(Given records):
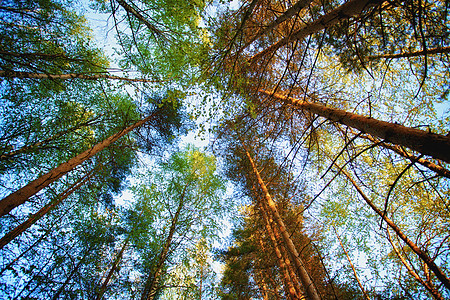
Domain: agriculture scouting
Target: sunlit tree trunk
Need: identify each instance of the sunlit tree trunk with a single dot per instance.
(413, 273)
(21, 196)
(114, 266)
(291, 11)
(435, 145)
(352, 266)
(37, 216)
(22, 75)
(422, 254)
(307, 283)
(412, 54)
(151, 286)
(345, 11)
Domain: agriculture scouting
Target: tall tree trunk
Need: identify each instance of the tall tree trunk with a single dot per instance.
(36, 145)
(283, 259)
(412, 54)
(435, 145)
(351, 265)
(35, 217)
(151, 286)
(294, 9)
(22, 75)
(307, 283)
(72, 273)
(113, 269)
(429, 287)
(422, 254)
(21, 196)
(345, 11)
(131, 10)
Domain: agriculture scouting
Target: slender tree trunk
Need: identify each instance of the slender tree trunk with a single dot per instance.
(424, 162)
(435, 145)
(351, 265)
(429, 287)
(21, 196)
(412, 54)
(35, 217)
(22, 75)
(345, 11)
(151, 286)
(294, 9)
(307, 283)
(131, 10)
(47, 140)
(283, 259)
(72, 273)
(113, 269)
(422, 254)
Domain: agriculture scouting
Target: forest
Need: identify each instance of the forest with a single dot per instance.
(225, 149)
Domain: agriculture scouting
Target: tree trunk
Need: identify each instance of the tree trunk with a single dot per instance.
(151, 286)
(283, 259)
(113, 269)
(72, 273)
(435, 145)
(351, 265)
(412, 54)
(345, 11)
(21, 196)
(129, 9)
(422, 254)
(21, 75)
(294, 9)
(430, 288)
(35, 217)
(307, 283)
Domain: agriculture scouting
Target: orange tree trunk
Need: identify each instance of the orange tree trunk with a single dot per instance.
(343, 12)
(307, 283)
(435, 145)
(21, 196)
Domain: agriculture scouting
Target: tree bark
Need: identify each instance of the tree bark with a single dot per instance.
(435, 145)
(283, 259)
(351, 265)
(345, 11)
(151, 286)
(430, 288)
(308, 285)
(21, 196)
(35, 217)
(22, 75)
(412, 54)
(422, 254)
(294, 9)
(113, 269)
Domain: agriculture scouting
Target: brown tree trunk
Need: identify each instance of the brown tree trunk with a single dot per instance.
(422, 254)
(412, 54)
(351, 265)
(435, 145)
(35, 217)
(21, 196)
(429, 287)
(113, 269)
(21, 75)
(151, 286)
(307, 283)
(294, 9)
(345, 11)
(283, 259)
(129, 9)
(46, 141)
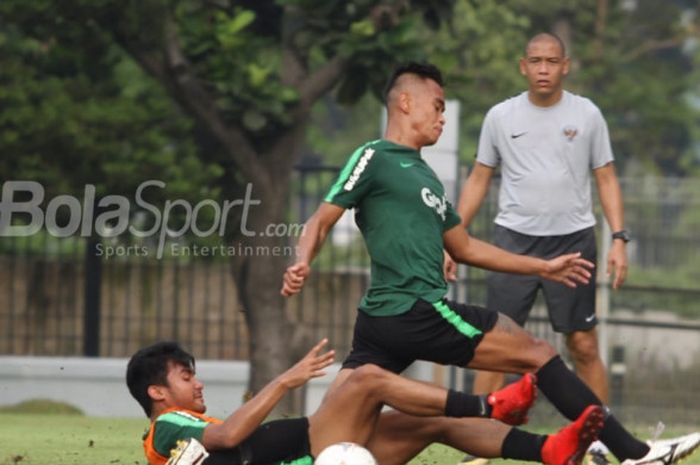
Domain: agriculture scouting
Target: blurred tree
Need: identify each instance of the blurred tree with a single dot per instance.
(634, 58)
(245, 73)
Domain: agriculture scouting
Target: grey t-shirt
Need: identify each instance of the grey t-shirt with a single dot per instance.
(546, 156)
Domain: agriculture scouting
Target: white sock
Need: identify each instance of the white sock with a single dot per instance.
(599, 446)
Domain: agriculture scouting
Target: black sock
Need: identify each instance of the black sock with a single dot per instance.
(460, 404)
(571, 396)
(521, 445)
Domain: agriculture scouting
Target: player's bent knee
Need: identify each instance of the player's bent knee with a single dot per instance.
(542, 352)
(368, 377)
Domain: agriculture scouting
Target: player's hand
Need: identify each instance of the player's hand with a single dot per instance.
(449, 268)
(569, 269)
(311, 366)
(617, 263)
(294, 278)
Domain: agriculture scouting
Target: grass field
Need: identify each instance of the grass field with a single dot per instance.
(70, 439)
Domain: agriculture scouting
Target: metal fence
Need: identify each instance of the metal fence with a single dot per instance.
(653, 324)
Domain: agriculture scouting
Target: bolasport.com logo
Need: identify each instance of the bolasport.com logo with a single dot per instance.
(113, 215)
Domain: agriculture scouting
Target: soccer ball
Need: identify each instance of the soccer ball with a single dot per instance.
(345, 453)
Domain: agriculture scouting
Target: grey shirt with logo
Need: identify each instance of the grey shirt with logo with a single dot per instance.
(546, 156)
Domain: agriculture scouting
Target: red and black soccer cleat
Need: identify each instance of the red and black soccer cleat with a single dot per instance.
(570, 444)
(511, 404)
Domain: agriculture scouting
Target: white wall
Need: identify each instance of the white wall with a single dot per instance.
(97, 385)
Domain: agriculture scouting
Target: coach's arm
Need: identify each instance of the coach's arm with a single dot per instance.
(566, 269)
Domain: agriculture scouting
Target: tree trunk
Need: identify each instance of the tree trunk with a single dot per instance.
(273, 344)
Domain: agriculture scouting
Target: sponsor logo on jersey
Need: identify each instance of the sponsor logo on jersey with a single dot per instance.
(570, 132)
(433, 201)
(359, 168)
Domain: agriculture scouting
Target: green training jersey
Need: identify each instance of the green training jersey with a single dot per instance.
(402, 211)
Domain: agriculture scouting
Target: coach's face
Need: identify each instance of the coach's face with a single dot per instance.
(427, 111)
(545, 66)
(184, 390)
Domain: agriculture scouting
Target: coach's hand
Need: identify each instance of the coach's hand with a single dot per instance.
(569, 269)
(311, 366)
(294, 278)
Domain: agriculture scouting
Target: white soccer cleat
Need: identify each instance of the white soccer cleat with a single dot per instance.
(187, 452)
(668, 451)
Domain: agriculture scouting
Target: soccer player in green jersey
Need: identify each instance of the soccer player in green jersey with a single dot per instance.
(406, 220)
(162, 378)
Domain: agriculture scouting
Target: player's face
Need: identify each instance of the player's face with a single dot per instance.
(545, 67)
(428, 112)
(184, 389)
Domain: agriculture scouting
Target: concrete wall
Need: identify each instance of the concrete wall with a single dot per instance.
(97, 386)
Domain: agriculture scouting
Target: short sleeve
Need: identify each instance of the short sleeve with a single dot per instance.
(452, 218)
(174, 426)
(487, 151)
(355, 179)
(601, 151)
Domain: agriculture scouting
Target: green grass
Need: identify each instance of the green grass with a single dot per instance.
(70, 439)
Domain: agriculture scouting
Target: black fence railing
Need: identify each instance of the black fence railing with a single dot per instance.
(46, 298)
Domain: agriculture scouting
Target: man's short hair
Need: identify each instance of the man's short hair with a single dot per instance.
(546, 36)
(149, 366)
(423, 70)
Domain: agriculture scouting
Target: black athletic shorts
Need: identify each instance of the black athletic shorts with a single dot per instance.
(444, 332)
(279, 441)
(514, 295)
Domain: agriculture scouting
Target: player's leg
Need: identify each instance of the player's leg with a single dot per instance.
(398, 438)
(511, 348)
(584, 351)
(509, 294)
(572, 311)
(427, 331)
(349, 412)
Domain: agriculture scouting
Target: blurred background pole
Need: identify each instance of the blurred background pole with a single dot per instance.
(93, 284)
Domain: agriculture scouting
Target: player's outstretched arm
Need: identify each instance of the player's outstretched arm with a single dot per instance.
(310, 242)
(241, 423)
(567, 269)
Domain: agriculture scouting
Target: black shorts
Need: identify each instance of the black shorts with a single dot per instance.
(444, 332)
(514, 295)
(285, 441)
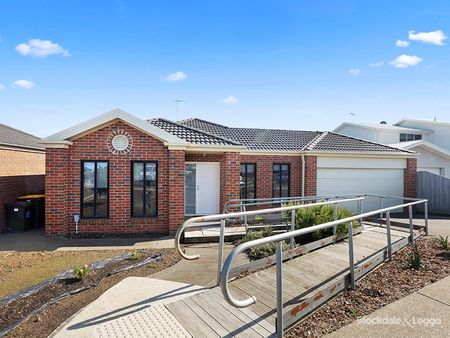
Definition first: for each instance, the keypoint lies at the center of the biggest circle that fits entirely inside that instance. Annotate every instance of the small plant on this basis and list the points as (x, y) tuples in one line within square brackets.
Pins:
[(415, 258), (81, 273), (136, 255), (259, 219), (443, 243)]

(Requirement): All of the records need repeating exactly, except for the pictures.

(Final result):
Domain: agriculture scouting
Target: sunlit tree trunk
Need: identify each instance of the sunlit tree trunk with a single dot per instance.
(413, 273)
(21, 196)
(114, 266)
(291, 11)
(435, 145)
(352, 266)
(37, 216)
(22, 75)
(422, 254)
(307, 283)
(412, 54)
(151, 286)
(345, 11)
Domain: agriculture scouting
Target: tall tree trunk
Need: identify each instance of the tall tree trunk with a single dot per instance.
(36, 145)
(283, 259)
(412, 54)
(435, 145)
(351, 265)
(35, 217)
(151, 286)
(294, 9)
(22, 75)
(307, 283)
(72, 273)
(113, 269)
(429, 287)
(422, 254)
(21, 196)
(345, 11)
(131, 10)
Domain: agriculture scouting
Target: slender tree trunk
Need: identify each instance of the slender tree trunk with a single dot per instance.
(424, 162)
(435, 145)
(351, 265)
(429, 287)
(21, 196)
(412, 54)
(35, 217)
(22, 75)
(345, 11)
(151, 286)
(294, 9)
(307, 283)
(131, 10)
(47, 140)
(283, 259)
(72, 273)
(113, 269)
(422, 254)
Domain: agriculture scouting
Target: forest
Need: identify each instance of the forest with a single dot per instance.
(225, 149)
Domain: agriculture scouting
Target: tree trunk
Need: identify each instance of the tree trunk with a single dot per instance.
(151, 286)
(283, 259)
(113, 269)
(72, 273)
(435, 145)
(351, 265)
(412, 54)
(345, 11)
(21, 196)
(129, 9)
(422, 254)
(21, 75)
(294, 9)
(430, 288)
(35, 217)
(307, 283)
Domain: agriculture scouting
Target: orange tree trunk
Need: identify each instance of the orange tree trunk with a single dot per instance.
(343, 12)
(307, 283)
(435, 145)
(21, 196)
Domain: agriculture scouting
Target: tree bark
Need: identify each instance of the tree bark with a single dot per instance.
(435, 145)
(283, 259)
(351, 265)
(345, 11)
(151, 286)
(430, 288)
(308, 285)
(21, 196)
(35, 217)
(22, 75)
(412, 54)
(422, 254)
(294, 9)
(113, 269)
Domain: agriculture scouting
Target: brown tree trunk
Need: identify each instance of the brown tree trunk with a single dot per instance.
(422, 254)
(412, 54)
(351, 265)
(435, 145)
(35, 217)
(21, 196)
(429, 287)
(113, 269)
(21, 75)
(151, 286)
(307, 283)
(294, 9)
(345, 11)
(283, 259)
(129, 9)
(46, 141)
Domain: agriculture scouting
Target: blurred tree
Need: identify each instance of the blurred tree with a single dot per instance.
(634, 58)
(245, 73)
Domain: agriculture scouting
Target: grey t-shirt
Need: identify each instance of the grey t-shirt with a single dot per instance.
(546, 156)
Domain: agriculture scouting
Target: white sock
Need: identify each instance of the white sock with a single dot per instance.
(599, 446)
Domain: agriculture scouting
Target: black sock
Need: identify each instance of the black sock with a single dot per instance.
(460, 404)
(571, 396)
(521, 445)
Domain: agriculture scouting
Target: player's bent knee
Need: identify each instance of the player's bent knee with a single dot per instance.
(542, 352)
(368, 377)
Domain: agriculture scouting
Target: player's hand
Need: identify each instance of the player's hand with a single dot per instance.
(449, 268)
(569, 269)
(311, 366)
(617, 263)
(294, 278)
Domain: agriculture scouting
Target: grass field
Need: identify each instance of the grass field with a single dot per instance.
(70, 439)
Domain: agriculture scouting
Target: metal fence
Need: identify each instance of the metal fence with a single dot per instance.
(653, 324)
Domain: agriculture scouting
Target: bolasport.com logo
Need: identify each instance of the bolasport.com logo with a single dot per instance.
(113, 215)
Domain: agriculture scouting
Target: soccer ball
Need: identify each instance of the soccer ball with a single dot per instance.
(345, 453)
Domain: agriculture scouting
Target: grey shirt with logo
Need: identify each instance of the grey shirt with logo with a single dot per instance.
(546, 156)
Domain: agriculture scouting
Target: red and black soccer cleat
Need: identify each instance of the red and black soccer cleat with a single dot per instance.
(570, 444)
(511, 404)
Domain: agriculture scouting
Target: white wall
Need: identify each instance of the white wall with a single dot per instance.
(97, 385)
Domain: agriculture scouting
Target: coach's arm
Need: identify each instance of the coach's arm with a single dot per instance.
(566, 269)
Domain: agriculture scouting
Target: tree trunk
Need: identify each instance of the tree trunk with a single dot per instance.
(273, 344)
Domain: agriculture scouting
Target: sponsor logo on jersey
Need: identify each instance of the sponsor logo on jersey with a single dot per instance.
(570, 132)
(433, 201)
(359, 168)
Domain: agriculture scouting
Target: green training jersey
Need: identify each instance of the green training jersey with a single dot per instance.
(402, 211)
Domain: agriculture scouting
Target: coach's face
Need: identify each instance of the coach's face with a single dot per instance.
(427, 111)
(545, 66)
(184, 390)
Domain: agriculture scouting
Target: coach's hand
Need: identify each instance of the coach's hand with a single dot per instance.
(569, 269)
(311, 366)
(294, 278)
Domain: agriculture scouting
Target: white soccer cleat
Need: identify each instance of the white soccer cleat with a single dot per instance.
(187, 452)
(668, 451)
Domain: agriculture scouting
Target: soccer player in green jersey
Need: identify each instance of the soccer player in green jersey with a single dot per instance.
(406, 220)
(162, 378)
Domain: agriculture scouting
Target: player's face
Need: identify each instance of the player's face with a single dot per instance.
(545, 67)
(428, 112)
(184, 389)
Domain: agriculture scouting
Target: concrete wall
Need: identify each instance of the concrete wall with a single dot per instance.
(97, 386)
Domain: agriculture scouting
Target: short sleeve
Need: identify each instance of the short sleeve with a single dot per instance.
(452, 218)
(174, 426)
(487, 151)
(355, 179)
(601, 151)
Domain: agriculture scouting
Target: green grass
Need: identify each instance of the green grass with a single dot per instance.
(70, 439)
Domain: agriculture scouting
Target: black fence railing
Need: identify each instance of the black fence railing with a single dot per instance.
(46, 298)
Domain: agriculture scouting
Target: man's short hair
Need: identify each instance of the man's short hair with a single dot per instance.
(546, 36)
(149, 366)
(423, 70)
Domain: agriculture scouting
Target: black athletic shorts
Need: identify each instance of the black athletic shorts with a single dot per instance.
(444, 332)
(279, 441)
(514, 295)
Domain: agriculture scouting
Target: player's leg
Need: identify each instance of the player's leg with a single dot per instance.
(398, 438)
(511, 348)
(584, 351)
(509, 294)
(572, 311)
(427, 331)
(349, 412)
Domain: agriculture scouting
Target: blurred background pole
Need: identify each instance of the blurred background pole with a single dot per instance.
(93, 284)
Domain: agriculture scouting
Target: player's outstretched arm
Need: identify each instance of the player's outstretched arm with a single dot per instance.
(310, 242)
(241, 423)
(567, 269)
Domain: agriculture scouting
Target: black shorts
Need: identify each instance of the black shorts with a single dot per instance.
(444, 332)
(514, 295)
(285, 441)
Definition first: for each instance, the keypoint lies at the center of the biggest circle that fits entirely inside that instance. Annotate every instance of the small plant on this basis and list the points as (x, y) tuples in one line within square brackets.
Pins:
[(415, 258), (81, 273), (136, 255), (259, 219), (443, 243)]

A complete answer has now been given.